Retype every entry exactly, character for character.
━━ RECORD EXTRACTS
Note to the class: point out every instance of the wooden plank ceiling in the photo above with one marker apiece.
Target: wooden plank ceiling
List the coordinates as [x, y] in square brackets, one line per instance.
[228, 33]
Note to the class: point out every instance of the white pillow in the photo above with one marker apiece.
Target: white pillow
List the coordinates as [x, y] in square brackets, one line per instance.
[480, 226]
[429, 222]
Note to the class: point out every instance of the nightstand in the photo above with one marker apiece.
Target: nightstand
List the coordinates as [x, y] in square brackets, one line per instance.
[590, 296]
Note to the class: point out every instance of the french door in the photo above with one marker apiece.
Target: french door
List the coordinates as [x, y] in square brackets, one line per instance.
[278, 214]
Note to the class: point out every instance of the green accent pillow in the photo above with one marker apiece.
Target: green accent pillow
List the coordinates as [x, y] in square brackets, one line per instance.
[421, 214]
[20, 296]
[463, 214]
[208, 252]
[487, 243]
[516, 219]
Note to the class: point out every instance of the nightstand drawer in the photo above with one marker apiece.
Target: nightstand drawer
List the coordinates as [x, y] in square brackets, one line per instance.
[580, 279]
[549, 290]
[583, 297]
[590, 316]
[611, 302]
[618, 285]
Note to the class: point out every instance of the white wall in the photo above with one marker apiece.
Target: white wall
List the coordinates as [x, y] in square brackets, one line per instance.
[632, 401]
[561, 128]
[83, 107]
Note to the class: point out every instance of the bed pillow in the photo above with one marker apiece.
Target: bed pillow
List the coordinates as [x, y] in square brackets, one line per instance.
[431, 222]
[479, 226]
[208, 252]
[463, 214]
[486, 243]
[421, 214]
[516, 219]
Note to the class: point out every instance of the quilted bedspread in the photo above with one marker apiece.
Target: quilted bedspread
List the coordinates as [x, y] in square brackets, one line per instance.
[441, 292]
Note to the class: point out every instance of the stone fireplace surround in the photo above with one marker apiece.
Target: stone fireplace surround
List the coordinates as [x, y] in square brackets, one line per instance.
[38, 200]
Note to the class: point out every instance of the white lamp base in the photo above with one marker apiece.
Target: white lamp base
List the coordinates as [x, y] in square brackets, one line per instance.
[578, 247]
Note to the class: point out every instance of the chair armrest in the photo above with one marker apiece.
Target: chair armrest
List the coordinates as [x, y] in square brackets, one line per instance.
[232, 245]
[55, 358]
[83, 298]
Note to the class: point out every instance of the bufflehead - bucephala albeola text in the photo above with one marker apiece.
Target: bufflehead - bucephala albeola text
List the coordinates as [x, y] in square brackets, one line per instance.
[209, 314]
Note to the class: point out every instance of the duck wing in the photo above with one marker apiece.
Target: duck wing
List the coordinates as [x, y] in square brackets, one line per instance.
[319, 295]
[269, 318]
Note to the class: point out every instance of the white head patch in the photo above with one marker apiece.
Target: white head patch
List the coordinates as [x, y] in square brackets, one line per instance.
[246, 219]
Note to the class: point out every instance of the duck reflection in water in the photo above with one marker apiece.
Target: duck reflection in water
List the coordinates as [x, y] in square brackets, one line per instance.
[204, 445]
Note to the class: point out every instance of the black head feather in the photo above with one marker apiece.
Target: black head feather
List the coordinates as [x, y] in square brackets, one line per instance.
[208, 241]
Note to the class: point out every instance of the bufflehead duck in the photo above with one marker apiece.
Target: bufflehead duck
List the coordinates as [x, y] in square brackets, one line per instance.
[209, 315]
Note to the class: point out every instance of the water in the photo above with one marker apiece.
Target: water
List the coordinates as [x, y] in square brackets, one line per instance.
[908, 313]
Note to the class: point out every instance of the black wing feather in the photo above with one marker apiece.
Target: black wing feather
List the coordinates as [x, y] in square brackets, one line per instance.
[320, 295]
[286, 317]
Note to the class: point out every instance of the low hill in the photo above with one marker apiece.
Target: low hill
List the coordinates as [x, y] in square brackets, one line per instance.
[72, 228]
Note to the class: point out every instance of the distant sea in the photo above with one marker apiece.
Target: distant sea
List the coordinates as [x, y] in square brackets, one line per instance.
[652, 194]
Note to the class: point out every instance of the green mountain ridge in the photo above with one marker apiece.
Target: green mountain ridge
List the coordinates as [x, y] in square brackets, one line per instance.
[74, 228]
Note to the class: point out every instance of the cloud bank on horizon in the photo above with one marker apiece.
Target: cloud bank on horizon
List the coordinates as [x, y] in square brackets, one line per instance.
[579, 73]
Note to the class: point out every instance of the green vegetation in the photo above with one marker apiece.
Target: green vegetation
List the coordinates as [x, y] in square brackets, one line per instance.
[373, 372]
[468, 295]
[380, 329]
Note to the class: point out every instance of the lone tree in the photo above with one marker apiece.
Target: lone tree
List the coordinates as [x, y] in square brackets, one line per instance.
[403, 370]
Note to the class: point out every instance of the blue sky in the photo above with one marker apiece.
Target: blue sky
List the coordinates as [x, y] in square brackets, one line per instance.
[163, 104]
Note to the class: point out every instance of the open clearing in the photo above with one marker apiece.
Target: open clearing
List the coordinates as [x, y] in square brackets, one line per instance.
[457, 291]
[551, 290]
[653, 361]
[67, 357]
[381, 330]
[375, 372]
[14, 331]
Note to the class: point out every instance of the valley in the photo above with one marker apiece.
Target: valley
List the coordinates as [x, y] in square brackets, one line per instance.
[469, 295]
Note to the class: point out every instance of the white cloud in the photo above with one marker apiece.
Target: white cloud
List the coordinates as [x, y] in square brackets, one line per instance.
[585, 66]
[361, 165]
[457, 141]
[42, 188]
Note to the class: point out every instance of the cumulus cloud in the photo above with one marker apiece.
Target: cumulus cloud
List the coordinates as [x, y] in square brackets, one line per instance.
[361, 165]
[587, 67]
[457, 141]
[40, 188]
━━━━
## EXPECTED ANSWER
Note to the class: point out every instance of the wooden plank ceiling in the photo above with one marker apiece.
Target: wooden plank ceiling
List the coordinates as [x, y] in square brackets, one line per instance.
[228, 33]
Note to the class: point out every instance of the white pillow in the photo above with one marker apiece.
Target: white pillow
List the coordinates as [x, y] in square brackets, one line per instance.
[480, 226]
[429, 222]
Note to the class: point out every instance of the nightstand in the photo above with one marker apiece.
Target: nightstand
List the coordinates as [x, y] in square brackets, one line per instance.
[590, 296]
Note to the class: point out every instance of the french door in the photo above with one marker apiece.
Target: french door
List the coordinates as [x, y] in square brackets, one line per instance.
[278, 214]
Note to the class: point out every instance of the green accent pillow in the photo above with one marker apiece.
Target: green accent pillow
List the coordinates as [x, y] in square brackets, one line per instance.
[421, 214]
[20, 296]
[463, 214]
[208, 252]
[487, 243]
[516, 219]
Note to the class: point out every instance of the nightstand drawer in the photo above with one marker apiece.
Target: nightstand drawer
List the coordinates as [x, y] in square brackets, one line per instance.
[580, 279]
[549, 290]
[583, 297]
[590, 316]
[611, 302]
[618, 285]
Note to the class: point out every instance of the white wall in the photo above with one marker apiece.
Target: white wall
List the coordinates as [x, y] in square brackets, one line per instance.
[632, 401]
[561, 128]
[83, 107]
Note to the class: point out every instance of the bed pillow in the photo above with one marker apiece.
Target: bed pillow
List the coordinates as [x, y] in square brackets, one line per instance.
[431, 222]
[479, 226]
[208, 252]
[463, 214]
[486, 243]
[421, 214]
[516, 219]
Note to the class: point out every instance of the quilted bedspread in the photo above with one marker apiece.
Target: quilted bedspread
List the coordinates as [x, y] in square brackets, one line per instance.
[441, 292]
Note to the class: point out every instance of the stone fireplace surround in the photo above with one marker apiece.
Target: stone fireplace surround
List the coordinates as [x, y] in square brackets, one line per instance.
[38, 200]
Note to the class: point out every instance of the white lamp base in the photo above with one marker apiece.
Target: white lamp base
List the coordinates as [x, y] in square brackets, one line per instance.
[578, 247]
Note to the class: point out every instance of the chair armrest in the photo above with one marker apiece.
Target: chair armrest
List the coordinates as [x, y] in square brackets, one line per instance.
[232, 245]
[55, 358]
[83, 298]
Note to the class: point out every instance of the bufflehead - bucephala albeola text in the photo above with one marker apiece.
Target: bufflehead - bucephala albeola text
List the coordinates as [x, y] in square brackets, one line per instance.
[209, 314]
Note to the class: point out every instance of the duck wing in the photo above with one marker apiece.
Target: duck wing
List the coordinates as [x, y] in square brackets, one line per instance.
[319, 295]
[269, 318]
Note to the class: point out every instance of the white head patch in the photo above with one marker apiece.
Target: white head patch
List the coordinates as [x, y] in square brackets, one line per instance.
[246, 219]
Note to the class: point out every instance of the duck reflection in water in the photo above with one marker apiece.
Target: duck reflection in water
List the coordinates as [x, y] in square brackets, one line per instance.
[204, 445]
Note to the class: point out every instance of the black head feather in the photo above with one marker apiece.
Target: black head feather
List the coordinates as [x, y] in square brackets, one line per instance.
[208, 241]
Note to the class: point out every instance of the bufflehead duck in the photo above with one marker apiece.
Target: bufflehead duck
List the coordinates as [x, y] in square brackets, one line per instance.
[209, 315]
Note to the class: point out every instance of the water in the photo above with one marker apiece.
Target: water
List the coordinates as [x, y] in square brackets, one line per instance.
[908, 313]
Note to the class: point out every instance of the black wing feather in the photo above with one marker apiece.
Target: black wing feather
List the coordinates as [x, y] in square brackets, one line per instance.
[320, 295]
[286, 317]
Note to the class: point out every instance of the low hill in the photo above with one marker apiece.
Target: low hill
List the coordinates as [x, y] in square brackets, one line per instance.
[72, 228]
Note to the class: point out every instance of the distant sea in the photo above with one marker apiece.
Target: distant sea
List the coordinates as [x, y] in square brackets, one line per instance.
[652, 194]
Note to the class: point out every instance of the green mountain ridge in the photo above with one marker apiece.
Target: green mountain ridge
List the coordinates as [x, y] in square brackets, one line per instance.
[74, 228]
Note to the class: point out every instance of the cloud bank on horizon in the photo above with one marker apiece.
Target: cloud bank on horizon
List the coordinates as [x, y] in square brackets, one line per instance.
[579, 73]
Note to the class: point out every instance of the green vegetation in the photo above with one marker apiece.
Target: green vegetation
List the coordinates as [x, y] in square brackets, one line per instance.
[373, 372]
[468, 295]
[380, 329]
Note to the class: point out every instance of the lone tree in the photo above with one marker apiece.
Target: lone tree
List the coordinates as [x, y] in square brackets, one line per instance.
[403, 370]
Note to the class: point out every instance of the blue sky in the photo above with one marker apiece.
Target: blue sky
List the coordinates as [x, y] in square brackets, one line per instance.
[163, 104]
Note to the class: point out every instance of the open clearing in the photo above with one marker apiece.
Target: open clearing
List the coordinates as [x, y] in square brackets, one line per instance.
[457, 291]
[551, 290]
[653, 361]
[67, 357]
[381, 330]
[375, 372]
[14, 331]
Note to the class: point out every instance of the valley in the photo above with one marker apiece.
Target: valley
List the coordinates as [x, y] in square brackets, one line per instance.
[469, 295]
Note to the class: point out every instance of the white cloud in the photo above with one marker apiece.
Target: white cloud
List the coordinates as [x, y] in square brackets, one line per instance.
[585, 66]
[361, 165]
[457, 141]
[42, 188]
Note to the class: point out every instance of the cumulus cloud in the photo above with one marker apiece.
Target: cumulus cloud
List the coordinates as [x, y] in square brackets, one line per instance.
[361, 165]
[587, 67]
[457, 141]
[40, 188]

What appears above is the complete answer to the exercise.